-- Start of Records to use --

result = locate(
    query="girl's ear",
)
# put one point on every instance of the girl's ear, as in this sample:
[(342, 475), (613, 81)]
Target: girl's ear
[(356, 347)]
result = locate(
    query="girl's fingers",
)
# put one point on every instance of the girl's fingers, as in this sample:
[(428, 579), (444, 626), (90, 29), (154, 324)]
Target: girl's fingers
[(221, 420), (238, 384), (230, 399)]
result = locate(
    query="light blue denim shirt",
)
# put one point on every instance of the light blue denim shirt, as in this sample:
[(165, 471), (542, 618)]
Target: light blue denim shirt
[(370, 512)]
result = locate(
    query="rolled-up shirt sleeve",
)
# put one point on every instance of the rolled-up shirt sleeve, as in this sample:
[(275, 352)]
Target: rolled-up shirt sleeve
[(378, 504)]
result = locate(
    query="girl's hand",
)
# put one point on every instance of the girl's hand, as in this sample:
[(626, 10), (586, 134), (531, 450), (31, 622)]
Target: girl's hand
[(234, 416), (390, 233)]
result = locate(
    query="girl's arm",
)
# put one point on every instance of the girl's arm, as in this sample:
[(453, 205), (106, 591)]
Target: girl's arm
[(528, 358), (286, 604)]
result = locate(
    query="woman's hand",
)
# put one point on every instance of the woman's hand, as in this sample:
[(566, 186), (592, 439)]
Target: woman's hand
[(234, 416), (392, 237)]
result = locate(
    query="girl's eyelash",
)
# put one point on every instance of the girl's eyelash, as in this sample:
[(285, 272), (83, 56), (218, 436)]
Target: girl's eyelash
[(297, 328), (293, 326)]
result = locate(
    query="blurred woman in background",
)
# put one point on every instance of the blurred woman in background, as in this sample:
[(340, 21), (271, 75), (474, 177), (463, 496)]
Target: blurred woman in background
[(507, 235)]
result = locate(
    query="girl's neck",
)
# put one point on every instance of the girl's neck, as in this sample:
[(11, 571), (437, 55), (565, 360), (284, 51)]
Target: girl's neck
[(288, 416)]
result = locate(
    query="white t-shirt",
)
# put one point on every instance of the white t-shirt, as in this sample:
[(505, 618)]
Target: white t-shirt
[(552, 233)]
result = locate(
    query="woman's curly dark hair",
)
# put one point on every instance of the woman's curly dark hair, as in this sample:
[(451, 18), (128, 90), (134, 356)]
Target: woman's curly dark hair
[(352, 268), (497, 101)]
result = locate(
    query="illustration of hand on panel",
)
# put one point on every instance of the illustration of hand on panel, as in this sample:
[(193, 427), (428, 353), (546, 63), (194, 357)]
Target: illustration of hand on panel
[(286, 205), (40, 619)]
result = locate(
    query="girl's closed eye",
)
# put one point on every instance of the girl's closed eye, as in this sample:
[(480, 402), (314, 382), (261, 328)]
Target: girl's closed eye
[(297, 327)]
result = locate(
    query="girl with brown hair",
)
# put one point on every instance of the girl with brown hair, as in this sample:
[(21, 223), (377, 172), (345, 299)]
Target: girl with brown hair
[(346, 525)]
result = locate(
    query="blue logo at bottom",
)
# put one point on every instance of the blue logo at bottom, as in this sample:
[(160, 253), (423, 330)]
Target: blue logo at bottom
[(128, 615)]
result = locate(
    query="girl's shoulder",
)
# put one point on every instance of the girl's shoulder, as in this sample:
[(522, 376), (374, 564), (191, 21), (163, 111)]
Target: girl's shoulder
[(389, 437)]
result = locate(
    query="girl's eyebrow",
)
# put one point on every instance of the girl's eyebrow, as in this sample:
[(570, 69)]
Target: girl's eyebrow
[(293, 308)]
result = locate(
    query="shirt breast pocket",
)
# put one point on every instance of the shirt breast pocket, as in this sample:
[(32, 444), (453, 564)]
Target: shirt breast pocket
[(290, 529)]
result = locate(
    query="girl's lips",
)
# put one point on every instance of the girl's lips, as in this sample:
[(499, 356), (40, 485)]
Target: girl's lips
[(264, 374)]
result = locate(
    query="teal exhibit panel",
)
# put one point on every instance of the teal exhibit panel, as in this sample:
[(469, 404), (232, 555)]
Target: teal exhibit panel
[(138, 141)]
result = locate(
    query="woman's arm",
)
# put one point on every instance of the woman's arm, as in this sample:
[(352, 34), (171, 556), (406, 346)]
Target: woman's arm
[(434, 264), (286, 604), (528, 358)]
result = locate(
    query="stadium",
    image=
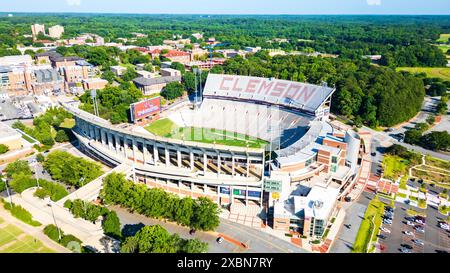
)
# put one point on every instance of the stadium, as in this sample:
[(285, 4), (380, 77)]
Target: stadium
[(245, 136)]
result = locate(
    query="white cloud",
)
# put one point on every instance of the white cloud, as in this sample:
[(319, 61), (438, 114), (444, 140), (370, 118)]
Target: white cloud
[(73, 2), (373, 2)]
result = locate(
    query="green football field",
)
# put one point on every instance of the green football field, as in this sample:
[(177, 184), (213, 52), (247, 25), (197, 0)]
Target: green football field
[(14, 240), (166, 128)]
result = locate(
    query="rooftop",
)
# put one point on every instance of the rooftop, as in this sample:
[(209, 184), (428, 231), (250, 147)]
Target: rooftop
[(148, 82)]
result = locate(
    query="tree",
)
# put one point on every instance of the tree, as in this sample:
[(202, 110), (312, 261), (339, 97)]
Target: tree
[(151, 239), (18, 167), (188, 80), (109, 76), (205, 215), (3, 149), (40, 158), (111, 225), (61, 136), (194, 246), (129, 74), (436, 141), (413, 136), (178, 66), (172, 91)]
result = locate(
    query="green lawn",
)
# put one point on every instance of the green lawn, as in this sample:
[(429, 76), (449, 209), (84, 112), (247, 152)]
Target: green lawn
[(432, 72), (394, 166), (444, 48), (13, 240), (374, 212), (166, 128), (68, 123), (443, 38)]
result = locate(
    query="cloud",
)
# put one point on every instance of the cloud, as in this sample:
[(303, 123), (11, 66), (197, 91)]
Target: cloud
[(373, 2), (73, 2)]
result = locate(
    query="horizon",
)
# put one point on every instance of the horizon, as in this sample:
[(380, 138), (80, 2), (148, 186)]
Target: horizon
[(232, 7)]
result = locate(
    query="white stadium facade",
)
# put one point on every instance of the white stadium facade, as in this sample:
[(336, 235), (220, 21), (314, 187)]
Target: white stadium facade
[(292, 117)]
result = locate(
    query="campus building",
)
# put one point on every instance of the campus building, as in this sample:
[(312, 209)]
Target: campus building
[(287, 120)]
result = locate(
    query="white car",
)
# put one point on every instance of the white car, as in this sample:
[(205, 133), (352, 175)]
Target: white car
[(385, 230), (444, 226)]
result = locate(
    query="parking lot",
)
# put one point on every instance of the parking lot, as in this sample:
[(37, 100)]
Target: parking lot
[(434, 238)]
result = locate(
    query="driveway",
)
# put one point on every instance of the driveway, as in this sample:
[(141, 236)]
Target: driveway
[(434, 238), (258, 241)]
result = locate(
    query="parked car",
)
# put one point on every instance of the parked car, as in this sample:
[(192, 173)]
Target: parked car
[(419, 229), (420, 221), (405, 250), (385, 230), (444, 225), (407, 246)]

-- End of Records to use --

**Prompt**
Restate each entry word for word, please, but drop any images it holds.

**Correct response**
result = locate(
    query="girl's ear",
)
# put one point on every instance of the girl's ear, as in this sample:
[(342, 475), (613, 81)]
Target: girl's ear
[(356, 347)]
result = locate(
    query="girl's fingers",
)
# put one point on every instance of the girl's fingers, as in this sample:
[(428, 579), (444, 626), (90, 29), (154, 324)]
Target: girl's fingers
[(221, 420), (238, 384), (230, 399)]
result = locate(
    query="light blue denim shirt",
)
# put one point on every instance of the light blue denim shirt, as in this sample:
[(165, 471), (542, 618)]
Target: light blue denim shirt
[(370, 512)]
result = locate(
    query="rolled-up shirt sleeve",
)
# put one point on every instance of the rolled-up shirt sleeve, as in this sample:
[(275, 352)]
Target: rolled-up shirt sleeve
[(378, 504)]
result = locate(
    query="girl's hand",
)
# put one point on every instance of the girl's hand, as in this sample:
[(626, 10), (586, 134), (531, 450), (31, 622)]
Target: girl's hand
[(234, 416), (390, 233)]
result = locate(
    query="girl's arm",
)
# put one point on every instance of the girl's arm, as in this sample:
[(453, 205), (106, 591)]
Target: girl's arm
[(528, 358), (286, 604)]
result = locate(
    query="woman's hand",
)
# put one point on every instance of the woman's hand, as in this sample:
[(566, 186), (592, 439)]
Target: woman's hand
[(234, 416), (392, 237)]
result = locate(
    query="girl's eyelash",
)
# put one point on every instance of the girl's eyelash, as in this sample:
[(285, 272), (83, 56), (218, 436)]
Target: girl's eyelash
[(297, 328), (293, 326)]
result = locate(
    query="blurred woman in background",
)
# put one point on every instance of the blurred woman in background, as in this sample:
[(340, 21), (271, 75), (474, 177), (463, 496)]
Target: blurred woman in background
[(507, 235)]
result = locate(
    query="girl's neck",
)
# put one point on every instance of the girl's neck, as in this sample:
[(11, 571), (437, 55), (565, 360), (284, 51)]
Target: girl's neck
[(288, 416)]
result = locate(
    query="white t-shirt",
)
# put one point on every instance of the white t-shirt, as in this sample:
[(505, 618)]
Target: white t-shirt
[(552, 233)]
result = locate(
    query="woman's curly dark hair",
)
# put one point on every instance of the woman's curly dark hair, as in this sample:
[(451, 18), (128, 90), (134, 356)]
Target: woman's curly dark hair
[(352, 268), (497, 101)]
result = locate(
    query="illustration of hand on panel",
)
# put one point on every instance of the illustration of hand on panel, as in this sample:
[(193, 427), (428, 353), (546, 63), (194, 357)]
Target: illustration of hand on panel
[(286, 205), (40, 619)]
result = locate(
    query="girl's closed eye",
)
# put one point on every instance of the girl's closed eye, as in this sample:
[(480, 402), (314, 382), (261, 328)]
Target: girl's closed eye
[(297, 327)]
result = locate(
    query="girl with brown hair",
)
# put one point on every instance of the girl with brown hair, as in this sample:
[(21, 223), (377, 172), (345, 299)]
Target: girl with brown hair
[(346, 525)]
result = locate(
    query="blue logo at bottom",
)
# put one point on every instance of the blue logo at bottom, as in this sample:
[(160, 253), (423, 330)]
Target: blue logo at bottom
[(128, 615)]
result = locate(
    query="girl's shoulder",
)
# put one point on every instance of the girl's shoulder, as in this sample:
[(522, 376), (374, 564), (191, 21), (163, 111)]
Target: girl's shoulder
[(389, 437)]
result = locate(
    query="girl's eyebrow",
)
# put one point on every instance of the girl's eyebrow, as in this sample:
[(570, 69)]
Target: girl's eyebrow
[(293, 308)]
result = locate(
    query="shirt breast pocket",
)
# put one point on every instance of the shirt breast pocket, as in this sample:
[(32, 444), (453, 564)]
Target: shirt breast pocket
[(290, 529)]
result = locate(
    query="girl's lips",
)
# put one point on every instance of the girl's lips, as in this sample:
[(499, 356), (40, 485)]
Target: girl's lips
[(264, 374)]
result = locate(
    query="teal exhibit panel",
)
# put one point on every instance of the teal exhibit panel, as in this sample:
[(469, 404), (232, 555)]
Target: teal exhibit panel
[(138, 141)]
result = locate(
    query="woman's arm",
)
# put one point on every instance of the woman's arm, as in this sample:
[(352, 34), (171, 556), (406, 346)]
Target: woman's arm
[(434, 264), (286, 604), (528, 358)]
result = locate(
    query="stadium",
    image=
)
# put one point on every instance of the stadium, as in this sample:
[(285, 4), (380, 77)]
Target: stadium
[(245, 136)]
result = locate(
    query="white cloud",
)
# put one point on every instance of the white cloud, as in this sample:
[(319, 61), (438, 114), (444, 140), (370, 118)]
Target: white cloud
[(73, 2), (373, 2)]
result = locate(
    query="green football field",
)
# put one point on every instance of the green football field, as in this sample:
[(177, 184), (213, 52), (247, 25), (197, 0)]
Target: green football field
[(14, 240), (166, 128)]
result = locate(
    query="rooftop",
)
# put one point on every instance of the rooftop, as in this sample:
[(209, 184), (428, 231), (250, 147)]
Target: rooftop
[(148, 82)]
result = locate(
    query="tree",
)
# put one point on every instance of the tree, as in this sample:
[(202, 110), (312, 261), (339, 97)]
Target: tree
[(151, 239), (18, 167), (188, 80), (109, 76), (205, 215), (3, 149), (40, 158), (111, 225), (61, 136), (194, 246), (129, 74), (436, 141), (413, 136), (178, 66), (172, 91)]
result = locate(
    query="green lawn",
)
# put one point on every instance of the green lawn, as in this sample:
[(429, 76), (449, 209), (84, 112), (247, 152)]
Target: green lawn
[(432, 72), (394, 166), (444, 48), (13, 240), (374, 212), (166, 128), (68, 123), (443, 38)]
result = locate(
    query="cloud",
)
# put one point on every instance of the cloud, as in this sample:
[(303, 123), (11, 66), (197, 91)]
Target: cloud
[(373, 2), (73, 2)]
result = locate(
    query="horizon",
)
# put one point on every instance of the horizon, as in this sample:
[(380, 138), (80, 2), (148, 186)]
Target: horizon
[(232, 7)]
result = locate(
    query="white stadium facade",
)
# put one point on every instance of the white stadium facade, as in this sample:
[(336, 235), (220, 21), (314, 187)]
Target: white stadium facade
[(292, 117)]
result = locate(
    query="campus building",
)
# put one point on every instance of the campus building, as in this sample:
[(312, 209)]
Target: campus building
[(287, 120)]
result = locate(
    query="white car",
)
# put one point on every instance of the white car, as in this sample:
[(205, 133), (352, 175)]
Target: white car
[(385, 230), (444, 226)]
result = locate(
    query="parking lot",
)
# put one point on every instance of the parking lot, as in this sample:
[(37, 100)]
Target: parking lot
[(434, 238)]
result = locate(
    query="driveway",
)
# put one point on every instance of the driveway, as in this sample:
[(141, 236)]
Target: driveway
[(434, 238), (258, 241)]
result = locate(
    query="parked car",
)
# put one point on every instance of the parked car, as in this sample:
[(192, 173)]
Target: parked car
[(419, 229), (420, 221), (405, 250), (385, 230), (444, 225), (407, 246)]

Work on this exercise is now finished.